(Part of a data file)
● ● ●

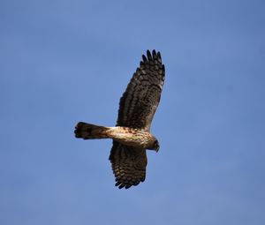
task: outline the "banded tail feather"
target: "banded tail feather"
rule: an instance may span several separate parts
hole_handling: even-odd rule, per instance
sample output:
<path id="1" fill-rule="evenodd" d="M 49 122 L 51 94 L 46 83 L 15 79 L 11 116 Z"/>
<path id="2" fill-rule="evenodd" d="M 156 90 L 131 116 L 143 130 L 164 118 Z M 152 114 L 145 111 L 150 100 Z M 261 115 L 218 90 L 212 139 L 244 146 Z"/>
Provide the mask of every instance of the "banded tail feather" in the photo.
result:
<path id="1" fill-rule="evenodd" d="M 75 126 L 75 137 L 83 139 L 108 139 L 107 131 L 109 127 L 98 126 L 95 124 L 79 122 Z"/>

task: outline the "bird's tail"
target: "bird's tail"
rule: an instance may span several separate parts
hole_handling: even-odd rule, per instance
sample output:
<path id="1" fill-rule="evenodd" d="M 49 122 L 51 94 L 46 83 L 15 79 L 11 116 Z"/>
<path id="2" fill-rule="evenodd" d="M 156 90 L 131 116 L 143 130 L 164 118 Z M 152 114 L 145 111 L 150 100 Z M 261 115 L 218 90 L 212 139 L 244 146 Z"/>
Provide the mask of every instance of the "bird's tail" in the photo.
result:
<path id="1" fill-rule="evenodd" d="M 80 122 L 75 126 L 75 137 L 83 139 L 108 139 L 110 128 Z"/>

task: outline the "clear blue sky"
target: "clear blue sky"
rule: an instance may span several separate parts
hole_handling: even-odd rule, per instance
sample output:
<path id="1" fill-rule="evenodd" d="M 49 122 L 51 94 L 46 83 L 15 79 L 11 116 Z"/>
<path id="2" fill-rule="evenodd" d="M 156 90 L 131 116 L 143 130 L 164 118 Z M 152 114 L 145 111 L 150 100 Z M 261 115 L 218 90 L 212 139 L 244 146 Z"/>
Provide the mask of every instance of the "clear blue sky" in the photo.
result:
<path id="1" fill-rule="evenodd" d="M 0 223 L 265 224 L 265 2 L 0 3 Z M 166 79 L 146 182 L 114 186 L 114 125 L 147 49 Z"/>

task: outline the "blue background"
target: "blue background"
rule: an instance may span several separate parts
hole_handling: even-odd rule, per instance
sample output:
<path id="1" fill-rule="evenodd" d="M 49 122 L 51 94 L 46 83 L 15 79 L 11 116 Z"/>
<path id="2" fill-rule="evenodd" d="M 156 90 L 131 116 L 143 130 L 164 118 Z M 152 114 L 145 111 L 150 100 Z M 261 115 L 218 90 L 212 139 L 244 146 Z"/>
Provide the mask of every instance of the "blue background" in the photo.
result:
<path id="1" fill-rule="evenodd" d="M 0 3 L 0 223 L 265 224 L 265 2 Z M 141 55 L 166 68 L 145 183 L 114 186 L 111 126 Z"/>

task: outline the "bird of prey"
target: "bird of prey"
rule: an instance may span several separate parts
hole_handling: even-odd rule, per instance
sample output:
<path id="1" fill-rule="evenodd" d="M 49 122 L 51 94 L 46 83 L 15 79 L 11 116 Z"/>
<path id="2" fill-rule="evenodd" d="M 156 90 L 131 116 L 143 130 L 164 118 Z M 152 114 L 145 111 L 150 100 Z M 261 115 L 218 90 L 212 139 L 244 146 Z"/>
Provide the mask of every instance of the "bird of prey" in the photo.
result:
<path id="1" fill-rule="evenodd" d="M 146 177 L 147 149 L 159 150 L 150 125 L 164 82 L 160 52 L 148 50 L 119 101 L 116 126 L 105 127 L 80 122 L 75 137 L 83 139 L 112 139 L 110 161 L 116 186 L 130 188 Z"/>

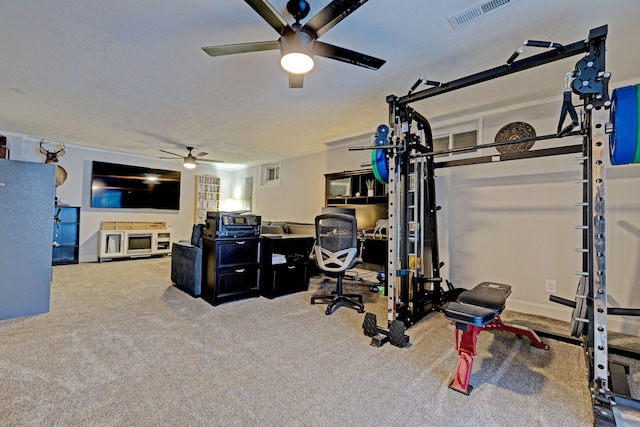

● ● ●

• Stated exercise
Edit the stretch from the start of the items through the line containing "108 139 L 107" so that "striped tail feather" replaces "banded tail feather", and give those lines back with everything else unchanged. Leave the pictures out of your answer.

• Answer for the task
task: outline the "striped tail feather"
target: "striped tail feather"
rule: an instance may span several separate parts
hole_handling: even-odd rule, per instance
sample output:
<path id="1" fill-rule="evenodd" d="M 49 122 L 51 94 L 46 83 L 15 79 L 11 116 Z"/>
<path id="2" fill-rule="evenodd" d="M 156 90 L 131 116 L 143 130 L 164 118 Z M 152 114 L 145 111 L 150 100 Z M 261 115 L 218 90 L 212 139 L 244 146 Z"/>
Provide the mask of every instance of the "striped tail feather" in the photo.
result:
<path id="1" fill-rule="evenodd" d="M 75 126 L 75 137 L 83 139 L 108 139 L 107 131 L 109 127 L 98 126 L 95 124 L 79 122 Z"/>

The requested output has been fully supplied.